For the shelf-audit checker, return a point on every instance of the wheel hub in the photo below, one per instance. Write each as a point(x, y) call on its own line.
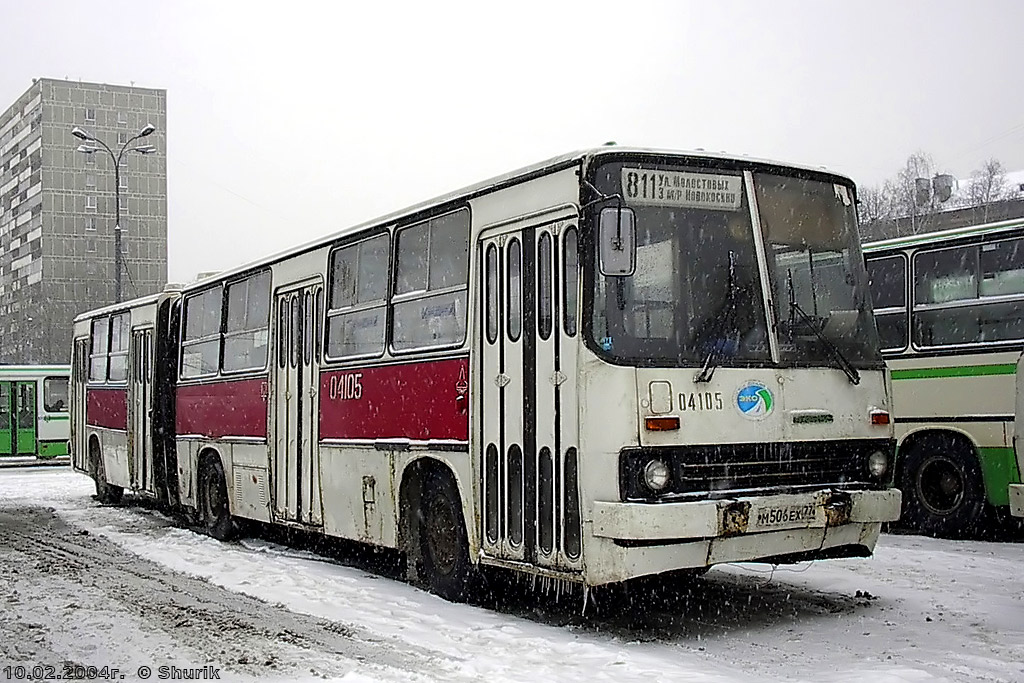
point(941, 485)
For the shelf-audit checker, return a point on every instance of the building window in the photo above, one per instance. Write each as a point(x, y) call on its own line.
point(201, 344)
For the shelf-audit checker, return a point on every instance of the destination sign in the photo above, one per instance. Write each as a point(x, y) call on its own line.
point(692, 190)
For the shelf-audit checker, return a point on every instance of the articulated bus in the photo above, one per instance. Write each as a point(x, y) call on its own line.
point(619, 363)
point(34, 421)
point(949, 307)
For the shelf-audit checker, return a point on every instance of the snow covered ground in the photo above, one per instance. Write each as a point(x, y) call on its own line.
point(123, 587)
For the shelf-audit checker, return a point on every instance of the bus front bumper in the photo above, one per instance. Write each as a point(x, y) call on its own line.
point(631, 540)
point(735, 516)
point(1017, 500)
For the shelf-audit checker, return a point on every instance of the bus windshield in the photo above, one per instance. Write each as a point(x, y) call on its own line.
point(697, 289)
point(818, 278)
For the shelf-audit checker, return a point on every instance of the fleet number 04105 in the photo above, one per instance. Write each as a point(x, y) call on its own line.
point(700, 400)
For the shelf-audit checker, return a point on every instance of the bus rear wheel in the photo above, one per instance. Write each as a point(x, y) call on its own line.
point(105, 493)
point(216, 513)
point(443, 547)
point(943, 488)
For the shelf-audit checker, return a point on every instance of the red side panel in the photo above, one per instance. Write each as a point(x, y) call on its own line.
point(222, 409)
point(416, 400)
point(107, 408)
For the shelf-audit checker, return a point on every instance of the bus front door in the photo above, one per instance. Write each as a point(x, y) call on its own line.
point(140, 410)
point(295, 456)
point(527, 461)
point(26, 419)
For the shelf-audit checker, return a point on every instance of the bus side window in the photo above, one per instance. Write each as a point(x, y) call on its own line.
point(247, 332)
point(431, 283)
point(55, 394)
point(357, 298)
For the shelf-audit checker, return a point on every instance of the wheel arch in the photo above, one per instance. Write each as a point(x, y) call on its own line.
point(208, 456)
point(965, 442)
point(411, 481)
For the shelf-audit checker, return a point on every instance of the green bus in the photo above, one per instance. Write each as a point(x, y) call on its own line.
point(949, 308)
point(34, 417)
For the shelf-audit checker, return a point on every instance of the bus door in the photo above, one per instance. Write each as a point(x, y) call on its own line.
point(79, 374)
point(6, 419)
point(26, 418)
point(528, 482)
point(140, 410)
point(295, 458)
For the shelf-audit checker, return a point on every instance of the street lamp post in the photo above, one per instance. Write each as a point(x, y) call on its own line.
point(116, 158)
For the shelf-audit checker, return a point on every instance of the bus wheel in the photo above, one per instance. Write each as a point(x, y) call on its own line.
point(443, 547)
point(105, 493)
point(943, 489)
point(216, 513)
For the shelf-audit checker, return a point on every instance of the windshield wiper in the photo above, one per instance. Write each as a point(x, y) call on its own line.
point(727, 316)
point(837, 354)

++++++++++++++++++++

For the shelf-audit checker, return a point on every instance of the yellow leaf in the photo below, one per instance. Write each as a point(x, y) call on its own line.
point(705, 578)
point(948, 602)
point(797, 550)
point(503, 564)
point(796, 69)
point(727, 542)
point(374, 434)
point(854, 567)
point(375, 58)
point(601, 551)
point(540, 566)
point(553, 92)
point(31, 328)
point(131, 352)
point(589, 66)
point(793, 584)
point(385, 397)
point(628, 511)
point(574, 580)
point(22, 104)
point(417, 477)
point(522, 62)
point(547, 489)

++++++++++++++++++++

**EXERCISE**
Transcribe the stretch of the items that opens with the line containing "the bus side" and closes with the line containing "point(116, 158)", both ends included.

**ANSWER TO THIS TASK**
For the shelf-audit checker, return a point on every instance of the bus side window in the photo above, one per instance. Write each as a point(x, y) call on its own line.
point(247, 332)
point(431, 283)
point(55, 394)
point(357, 298)
For the shelf-audit checker, return a point on every instance of the wheel arch in the photo above, one per instance. Write each as a point(x, y) call on its own line.
point(208, 456)
point(965, 442)
point(411, 481)
For the shelf-audit checker, return a point on every instance of the green bus in the photo above, one per instance. Write each as a point(x, y) call on its own line.
point(949, 308)
point(34, 417)
For the shelf-audit checker, return a point on every instance of the bus door in the photo above, one per instance. Write each as a point(x, y) call on its own line.
point(79, 374)
point(6, 419)
point(26, 418)
point(528, 482)
point(140, 410)
point(295, 458)
For the shelf-audit checker, return a point on every instance of the street lamp post in the photo above, one per instance. Write each as a point(x, y) call on its own line.
point(116, 158)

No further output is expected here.